* begin *

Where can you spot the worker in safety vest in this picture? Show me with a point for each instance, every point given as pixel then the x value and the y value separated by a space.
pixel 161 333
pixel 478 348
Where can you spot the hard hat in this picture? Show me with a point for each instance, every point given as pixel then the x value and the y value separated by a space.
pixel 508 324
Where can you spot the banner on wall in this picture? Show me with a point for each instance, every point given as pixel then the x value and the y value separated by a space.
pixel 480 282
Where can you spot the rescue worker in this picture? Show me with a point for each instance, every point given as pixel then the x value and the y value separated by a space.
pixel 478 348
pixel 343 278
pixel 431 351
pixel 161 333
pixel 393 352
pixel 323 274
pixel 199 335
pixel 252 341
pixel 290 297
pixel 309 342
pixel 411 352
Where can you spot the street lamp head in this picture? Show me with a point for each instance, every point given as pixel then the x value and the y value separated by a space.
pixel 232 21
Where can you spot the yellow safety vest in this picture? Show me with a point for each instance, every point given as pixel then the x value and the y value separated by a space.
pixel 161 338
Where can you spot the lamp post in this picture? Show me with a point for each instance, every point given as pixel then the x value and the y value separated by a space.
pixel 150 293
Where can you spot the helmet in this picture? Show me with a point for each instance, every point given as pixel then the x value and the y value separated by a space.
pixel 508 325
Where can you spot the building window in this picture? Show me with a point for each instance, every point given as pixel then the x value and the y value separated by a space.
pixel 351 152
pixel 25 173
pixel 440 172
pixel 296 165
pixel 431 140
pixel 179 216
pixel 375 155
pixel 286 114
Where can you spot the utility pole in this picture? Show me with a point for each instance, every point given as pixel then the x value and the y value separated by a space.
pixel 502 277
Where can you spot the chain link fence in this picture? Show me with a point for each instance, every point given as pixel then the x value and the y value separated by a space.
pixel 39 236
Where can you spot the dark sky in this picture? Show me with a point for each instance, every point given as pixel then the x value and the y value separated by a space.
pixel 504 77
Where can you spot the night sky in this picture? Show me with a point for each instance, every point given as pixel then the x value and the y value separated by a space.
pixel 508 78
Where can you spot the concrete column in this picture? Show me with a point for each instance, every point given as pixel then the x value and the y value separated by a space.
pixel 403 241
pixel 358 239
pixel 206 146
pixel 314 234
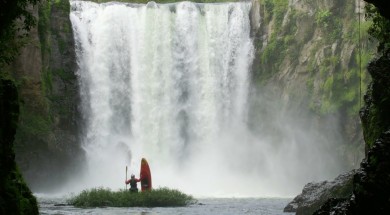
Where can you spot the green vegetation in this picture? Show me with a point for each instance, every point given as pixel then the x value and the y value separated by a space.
pixel 162 197
pixel 15 196
pixel 12 31
pixel 380 28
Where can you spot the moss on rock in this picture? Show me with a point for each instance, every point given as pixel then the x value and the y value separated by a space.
pixel 15 196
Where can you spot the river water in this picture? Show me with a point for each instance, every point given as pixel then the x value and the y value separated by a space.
pixel 264 206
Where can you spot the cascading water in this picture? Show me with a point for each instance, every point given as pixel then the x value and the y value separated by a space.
pixel 170 82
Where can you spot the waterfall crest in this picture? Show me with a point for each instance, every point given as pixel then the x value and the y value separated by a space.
pixel 161 81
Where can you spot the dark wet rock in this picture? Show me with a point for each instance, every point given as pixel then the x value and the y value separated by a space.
pixel 316 194
pixel 334 206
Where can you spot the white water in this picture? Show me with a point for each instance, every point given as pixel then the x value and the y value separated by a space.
pixel 170 83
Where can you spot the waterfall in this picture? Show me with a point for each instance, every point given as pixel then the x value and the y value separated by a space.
pixel 160 81
pixel 170 82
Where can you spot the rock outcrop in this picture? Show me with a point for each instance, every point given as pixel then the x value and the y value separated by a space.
pixel 47 145
pixel 15 196
pixel 316 194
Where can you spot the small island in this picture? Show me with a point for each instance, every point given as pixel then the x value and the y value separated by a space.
pixel 104 197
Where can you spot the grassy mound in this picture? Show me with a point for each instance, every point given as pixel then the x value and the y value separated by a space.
pixel 103 197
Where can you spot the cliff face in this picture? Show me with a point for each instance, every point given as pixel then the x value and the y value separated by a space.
pixel 46 144
pixel 15 196
pixel 308 56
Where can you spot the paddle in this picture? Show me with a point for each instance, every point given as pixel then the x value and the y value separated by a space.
pixel 126 177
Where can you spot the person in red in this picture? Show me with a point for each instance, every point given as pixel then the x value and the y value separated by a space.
pixel 133 183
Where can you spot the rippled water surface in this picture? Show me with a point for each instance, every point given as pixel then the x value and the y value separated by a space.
pixel 204 206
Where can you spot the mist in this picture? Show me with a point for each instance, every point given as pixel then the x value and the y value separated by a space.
pixel 171 83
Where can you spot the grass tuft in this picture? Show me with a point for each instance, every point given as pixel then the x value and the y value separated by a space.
pixel 104 197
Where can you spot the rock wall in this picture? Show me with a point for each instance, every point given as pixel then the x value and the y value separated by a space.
pixel 308 57
pixel 15 196
pixel 46 144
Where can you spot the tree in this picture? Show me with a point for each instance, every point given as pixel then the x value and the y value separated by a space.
pixel 15 22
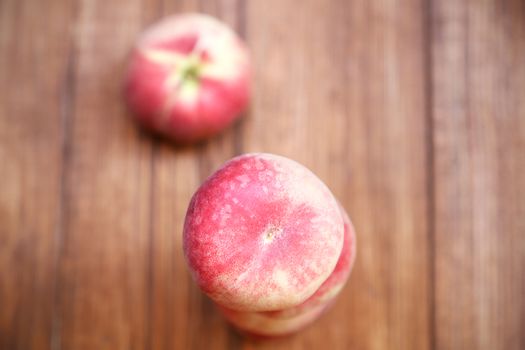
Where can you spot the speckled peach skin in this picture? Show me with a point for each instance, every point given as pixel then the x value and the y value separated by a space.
pixel 188 77
pixel 336 281
pixel 262 233
pixel 282 322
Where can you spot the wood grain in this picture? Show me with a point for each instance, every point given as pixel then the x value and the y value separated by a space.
pixel 33 108
pixel 479 139
pixel 412 112
pixel 104 270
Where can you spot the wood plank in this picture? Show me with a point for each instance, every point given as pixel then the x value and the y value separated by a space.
pixel 104 276
pixel 34 103
pixel 340 87
pixel 479 143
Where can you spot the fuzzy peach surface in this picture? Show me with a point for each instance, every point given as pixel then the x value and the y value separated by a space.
pixel 262 233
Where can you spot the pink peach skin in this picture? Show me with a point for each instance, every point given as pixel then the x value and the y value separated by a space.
pixel 335 282
pixel 277 323
pixel 188 77
pixel 261 325
pixel 262 233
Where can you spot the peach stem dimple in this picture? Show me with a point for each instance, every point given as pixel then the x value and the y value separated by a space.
pixel 271 233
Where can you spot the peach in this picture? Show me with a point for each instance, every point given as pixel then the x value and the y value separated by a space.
pixel 262 233
pixel 188 77
pixel 337 279
pixel 259 324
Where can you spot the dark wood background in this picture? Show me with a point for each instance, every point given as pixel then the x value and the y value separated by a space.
pixel 412 111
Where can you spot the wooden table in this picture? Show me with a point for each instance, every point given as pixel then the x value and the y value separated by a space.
pixel 412 111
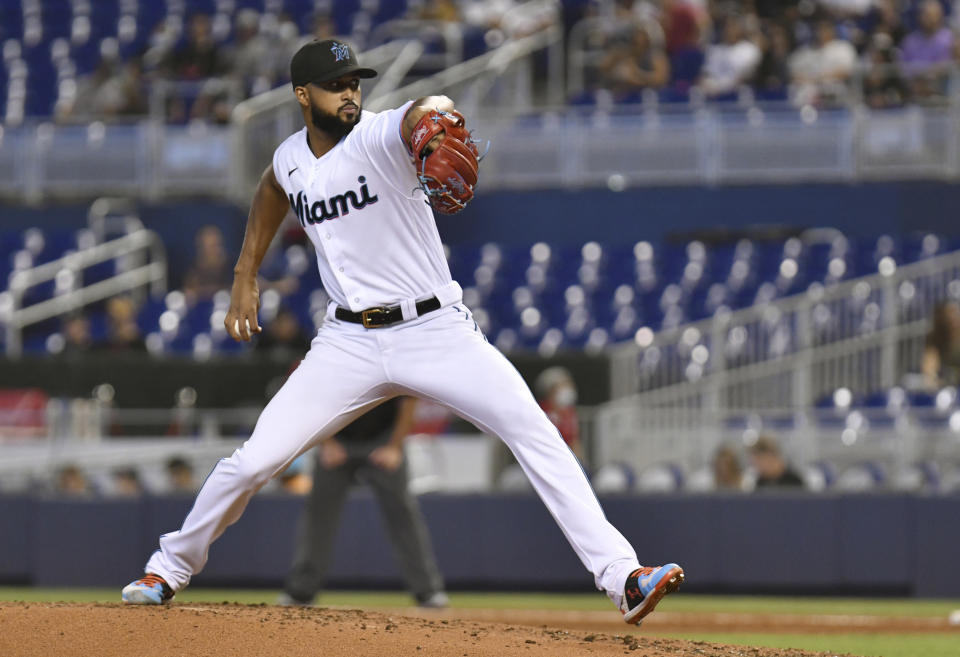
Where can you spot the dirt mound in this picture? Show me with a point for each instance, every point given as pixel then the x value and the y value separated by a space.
pixel 232 630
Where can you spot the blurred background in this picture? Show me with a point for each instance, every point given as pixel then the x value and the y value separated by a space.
pixel 715 237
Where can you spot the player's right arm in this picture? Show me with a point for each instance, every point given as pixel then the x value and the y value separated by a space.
pixel 267 211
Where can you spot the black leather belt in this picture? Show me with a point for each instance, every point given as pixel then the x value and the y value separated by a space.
pixel 381 316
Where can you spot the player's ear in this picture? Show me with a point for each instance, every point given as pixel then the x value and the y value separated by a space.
pixel 302 97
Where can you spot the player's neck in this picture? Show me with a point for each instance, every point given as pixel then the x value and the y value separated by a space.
pixel 320 141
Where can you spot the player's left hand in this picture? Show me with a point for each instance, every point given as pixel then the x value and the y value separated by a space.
pixel 241 320
pixel 446 158
pixel 387 457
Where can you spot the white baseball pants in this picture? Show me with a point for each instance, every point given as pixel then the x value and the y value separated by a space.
pixel 441 356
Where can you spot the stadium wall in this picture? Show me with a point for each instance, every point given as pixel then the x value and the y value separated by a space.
pixel 872 544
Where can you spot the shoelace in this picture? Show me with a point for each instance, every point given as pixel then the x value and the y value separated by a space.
pixel 152 580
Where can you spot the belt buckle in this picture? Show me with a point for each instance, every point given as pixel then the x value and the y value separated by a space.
pixel 369 315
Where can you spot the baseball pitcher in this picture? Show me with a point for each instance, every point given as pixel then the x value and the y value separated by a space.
pixel 362 185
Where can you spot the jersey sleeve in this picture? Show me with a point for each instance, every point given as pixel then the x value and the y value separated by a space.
pixel 382 143
pixel 280 158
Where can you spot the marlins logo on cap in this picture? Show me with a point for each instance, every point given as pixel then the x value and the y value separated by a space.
pixel 322 61
pixel 340 50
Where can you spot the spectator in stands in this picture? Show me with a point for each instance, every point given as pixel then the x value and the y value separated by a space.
pixel 202 61
pixel 72 482
pixel 941 353
pixel 123 334
pixel 730 63
pixel 926 52
pixel 557 395
pixel 283 338
pixel 847 8
pixel 629 68
pixel 180 476
pixel 821 72
pixel 883 85
pixel 887 19
pixel 771 468
pixel 76 335
pixel 295 480
pixel 200 57
pixel 438 10
pixel 784 11
pixel 210 272
pixel 115 88
pixel 126 483
pixel 727 470
pixel 252 60
pixel 773 74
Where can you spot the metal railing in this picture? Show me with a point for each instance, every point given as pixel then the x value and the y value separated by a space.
pixel 144 264
pixel 686 390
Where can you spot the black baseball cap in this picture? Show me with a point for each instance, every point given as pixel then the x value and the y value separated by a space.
pixel 321 61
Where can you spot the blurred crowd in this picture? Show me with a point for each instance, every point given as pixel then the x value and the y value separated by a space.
pixel 885 53
pixel 206 63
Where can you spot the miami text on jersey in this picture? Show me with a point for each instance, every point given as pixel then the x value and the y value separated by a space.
pixel 331 208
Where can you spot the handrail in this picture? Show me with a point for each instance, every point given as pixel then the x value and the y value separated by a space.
pixel 153 273
pixel 385 54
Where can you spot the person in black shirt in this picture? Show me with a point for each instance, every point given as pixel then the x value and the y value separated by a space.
pixel 369 450
pixel 772 469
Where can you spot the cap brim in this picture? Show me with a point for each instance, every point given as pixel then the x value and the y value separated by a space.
pixel 353 72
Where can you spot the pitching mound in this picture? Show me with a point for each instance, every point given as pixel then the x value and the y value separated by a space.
pixel 231 630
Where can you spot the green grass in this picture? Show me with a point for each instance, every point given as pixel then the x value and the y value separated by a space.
pixel 867 645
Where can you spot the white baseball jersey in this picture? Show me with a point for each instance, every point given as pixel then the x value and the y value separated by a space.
pixel 377 244
pixel 375 235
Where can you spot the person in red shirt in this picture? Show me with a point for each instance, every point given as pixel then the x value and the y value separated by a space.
pixel 557 396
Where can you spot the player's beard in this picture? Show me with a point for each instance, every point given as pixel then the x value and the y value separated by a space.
pixel 332 124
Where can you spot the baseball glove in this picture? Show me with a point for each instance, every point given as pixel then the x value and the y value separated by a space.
pixel 447 174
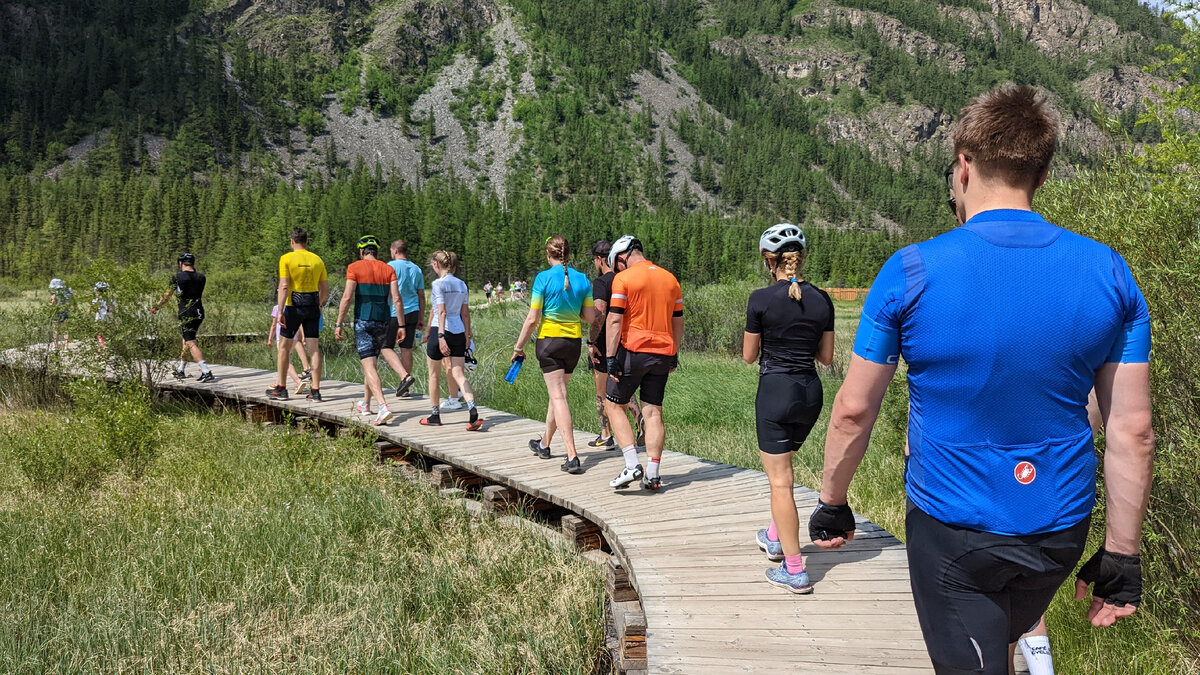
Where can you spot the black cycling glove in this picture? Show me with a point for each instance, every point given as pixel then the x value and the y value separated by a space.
pixel 831 521
pixel 1116 578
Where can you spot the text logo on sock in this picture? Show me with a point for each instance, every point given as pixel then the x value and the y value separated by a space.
pixel 1025 473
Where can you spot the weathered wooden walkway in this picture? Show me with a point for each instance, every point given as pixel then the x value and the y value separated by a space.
pixel 689 550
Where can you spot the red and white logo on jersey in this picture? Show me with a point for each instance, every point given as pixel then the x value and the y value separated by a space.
pixel 1025 473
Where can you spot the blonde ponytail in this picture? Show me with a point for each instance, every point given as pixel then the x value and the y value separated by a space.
pixel 557 249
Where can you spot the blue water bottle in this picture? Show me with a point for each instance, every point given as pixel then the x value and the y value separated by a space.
pixel 511 375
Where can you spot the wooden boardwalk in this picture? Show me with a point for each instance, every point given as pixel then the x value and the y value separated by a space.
pixel 689 549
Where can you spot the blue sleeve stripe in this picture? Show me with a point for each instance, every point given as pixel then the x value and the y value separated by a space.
pixel 1133 344
pixel 876 342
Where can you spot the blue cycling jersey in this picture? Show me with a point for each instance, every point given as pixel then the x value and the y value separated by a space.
pixel 1003 323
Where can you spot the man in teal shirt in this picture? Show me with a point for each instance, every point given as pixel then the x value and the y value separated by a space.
pixel 412 297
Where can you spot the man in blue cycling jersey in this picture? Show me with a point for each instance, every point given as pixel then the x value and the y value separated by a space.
pixel 1006 324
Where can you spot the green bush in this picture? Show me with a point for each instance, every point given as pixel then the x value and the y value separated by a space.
pixel 1149 216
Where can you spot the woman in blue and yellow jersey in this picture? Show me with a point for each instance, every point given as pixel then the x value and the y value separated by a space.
pixel 562 298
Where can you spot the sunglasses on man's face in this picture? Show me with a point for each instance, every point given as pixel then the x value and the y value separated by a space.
pixel 949 184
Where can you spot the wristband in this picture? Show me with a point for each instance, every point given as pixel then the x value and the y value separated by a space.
pixel 1116 577
pixel 831 521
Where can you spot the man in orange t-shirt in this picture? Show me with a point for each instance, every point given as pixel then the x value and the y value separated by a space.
pixel 645 330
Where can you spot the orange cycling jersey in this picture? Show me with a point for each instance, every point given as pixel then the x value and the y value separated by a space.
pixel 648 297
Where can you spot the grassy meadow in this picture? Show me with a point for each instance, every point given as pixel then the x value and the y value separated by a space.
pixel 268 553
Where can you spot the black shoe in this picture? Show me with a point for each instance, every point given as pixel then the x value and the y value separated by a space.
pixel 573 465
pixel 405 386
pixel 535 446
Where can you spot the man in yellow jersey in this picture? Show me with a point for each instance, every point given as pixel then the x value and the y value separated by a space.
pixel 304 290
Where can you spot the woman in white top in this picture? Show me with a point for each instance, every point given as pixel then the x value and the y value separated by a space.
pixel 449 335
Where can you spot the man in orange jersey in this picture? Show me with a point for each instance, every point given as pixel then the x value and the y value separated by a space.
pixel 645 330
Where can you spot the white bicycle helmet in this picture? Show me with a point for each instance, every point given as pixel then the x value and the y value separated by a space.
pixel 622 245
pixel 779 236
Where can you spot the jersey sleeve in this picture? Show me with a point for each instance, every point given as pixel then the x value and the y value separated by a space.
pixel 1132 344
pixel 617 299
pixel 879 328
pixel 754 315
pixel 539 292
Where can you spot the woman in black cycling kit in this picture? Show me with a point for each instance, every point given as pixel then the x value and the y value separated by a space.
pixel 789 329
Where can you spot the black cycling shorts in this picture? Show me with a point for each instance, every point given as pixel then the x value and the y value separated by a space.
pixel 456 341
pixel 786 408
pixel 411 320
pixel 977 592
pixel 294 318
pixel 640 370
pixel 190 324
pixel 557 353
pixel 371 338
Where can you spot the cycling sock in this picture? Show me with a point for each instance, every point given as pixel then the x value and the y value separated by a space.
pixel 1036 650
pixel 630 453
pixel 652 467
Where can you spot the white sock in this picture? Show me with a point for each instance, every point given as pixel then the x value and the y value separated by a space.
pixel 630 453
pixel 652 469
pixel 1036 650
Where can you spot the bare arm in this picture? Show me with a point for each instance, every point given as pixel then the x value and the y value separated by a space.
pixel 855 411
pixel 751 344
pixel 825 350
pixel 1123 394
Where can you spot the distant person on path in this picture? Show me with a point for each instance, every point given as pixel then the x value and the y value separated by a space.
pixel 371 285
pixel 60 298
pixel 448 336
pixel 412 294
pixel 789 330
pixel 189 286
pixel 562 297
pixel 645 329
pixel 601 291
pixel 1006 324
pixel 273 338
pixel 304 288
pixel 105 309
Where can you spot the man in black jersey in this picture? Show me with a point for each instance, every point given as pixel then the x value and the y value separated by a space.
pixel 189 286
pixel 601 292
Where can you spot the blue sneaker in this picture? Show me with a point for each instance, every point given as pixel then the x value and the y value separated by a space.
pixel 797 584
pixel 774 550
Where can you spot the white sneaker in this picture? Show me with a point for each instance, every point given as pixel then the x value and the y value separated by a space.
pixel 627 477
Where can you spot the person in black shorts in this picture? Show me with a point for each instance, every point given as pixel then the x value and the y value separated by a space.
pixel 789 329
pixel 601 291
pixel 189 286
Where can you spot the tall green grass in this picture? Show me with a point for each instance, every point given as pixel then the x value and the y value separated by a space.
pixel 250 550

* end *

## Challenge
Rewrite the records starting at their first line and ending at the line that contains "pixel 232 21", with "rescue worker" replaced by "first responder" and nothing else changed.

## Answer for this exercise
Where can you spot the worker in safety vest in this picture? Show me with a point for each instance, every point given as pixel then the x value and the y value separated by a space.
pixel 161 333
pixel 478 348
Where can you spot the hard hat in this picture? Show me with a point for each instance, every point given as pixel then the x value and the y value separated by a space.
pixel 508 324
Where can you spot the banner on wall in this picture? Show me with a point for each instance, every point given as pixel then the x value and the y value separated by a space.
pixel 480 282
Where can you spot the first responder in this picture? Show me with a point for each instance, every point given as pixel then the x value and the y value separated by a space.
pixel 478 348
pixel 343 278
pixel 431 351
pixel 161 333
pixel 393 352
pixel 323 274
pixel 199 335
pixel 252 341
pixel 290 297
pixel 309 342
pixel 411 352
Where can you spot the street lamp head in this picture? Show me with a point for each instance, every point given as pixel then the x value and the y value separated by a space.
pixel 232 21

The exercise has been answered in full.